→ **Extrait à lire**
******

C’est quoi, un site musulman engagé?

Les présentations faites, passons aux choses qui fâchent… La politique! L’islam et la politique plus exactement, association de mots qui réveille à elle seule tous les fantasmes.

C’est pourquoi l’emploi des (bons) mots a été, lors de nos rencontres avec les acteurs de la muslimosphère, au centre de longs débats. Car avec l’islam en France, tout terme peut vite prendre une connotation gênante, jusqu’à mener parfois au contre-sens.

«Il ne faut jamais employer le mot “radical” avec un musulman», ironise Saïd Branine lorsqu’on l’interroge sur sa ligne éditoriale considérée comme «dure» par d’autres sites et acteurs du web communautaire:

«Vous savez très bien que si je dis “radical de gauche”, ça passe, mais si on l’associe à musulman, vous allez penser que c’est peut-ête un site d’al-Qaïda…»

Or, Oumma a pignon sur rue depuis plus d’une décennie: la rédaction, composée de journalistes expérimentés, a des bureaux à Bagnolet et s’occupe également d’une agence de communication communautaire qui a lancé depuis quelques mois un projet de Facebook-Twitter musulman, le réseau social Umma-United. Une petite start-up de l’information communautaire, en somme.

******

→ **Énoncé de la tâche**
Écrivez la suite du texte ci-dessus sur les sites musulmans engagés, en reprenant après sa dernière phrase.

→ **Données brutes**
******

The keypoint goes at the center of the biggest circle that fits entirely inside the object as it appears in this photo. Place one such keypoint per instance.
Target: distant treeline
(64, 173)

******

→ **Réponse proposée**
Mais aujourd’hui encore, un site comme Oumma, qui n’appartient pas à la tendance fondamentaliste, traîne une réputation sulfureuse, en partie due aux attaques des éditorialistes les plus honnis de la muslimosphère —Caroline Fourest, Alain Finkielkraut, les chroniqueurs les plus conservateurs du Figaro et de la «réacosphère» (terme générique qui désigne les sites catholiques intégristes, identitaires, nationalistes, et dont les plus célèbres exemples sont Fdesouche et Novopress)... Qui, en retour, sont attaqués régulièrement dans les articles d'Oumma.

Un journaliste de la presse maghrébine communautaire estime que les attaques du site contre les «islamophobes» sont devenues une véritable rengaine:

«C’est un peu récurrent et injustifié, et un peu dérangeant, mais c’est un créneau qui est porteur. Une partie de la communauté pense pareil, ils captent cette audience.»

Il faut dire qu’en se positionnant comme un site «sans complaisance ni malveillance systématique», Oumma ne fait pas dans le consensus mou. Tariq Ramadan y est régulièrement publié en tribune, mais la présence de l'intellectuel musulman controversé ne suffit pas à conclure que le site penche en faveur de sa conception de l'islam. Car Oumma a une qualité principale, le pluralisme des voix invitées à s’y exprimer. [«C'est une affirmation mensongère», nous a fait savoir Oumma.com après publication de cert article à propos de Tariq Ramadan. «Nous avons rompu avec ce dernier depuis plusieurs années»].

Le voile, une obsession française...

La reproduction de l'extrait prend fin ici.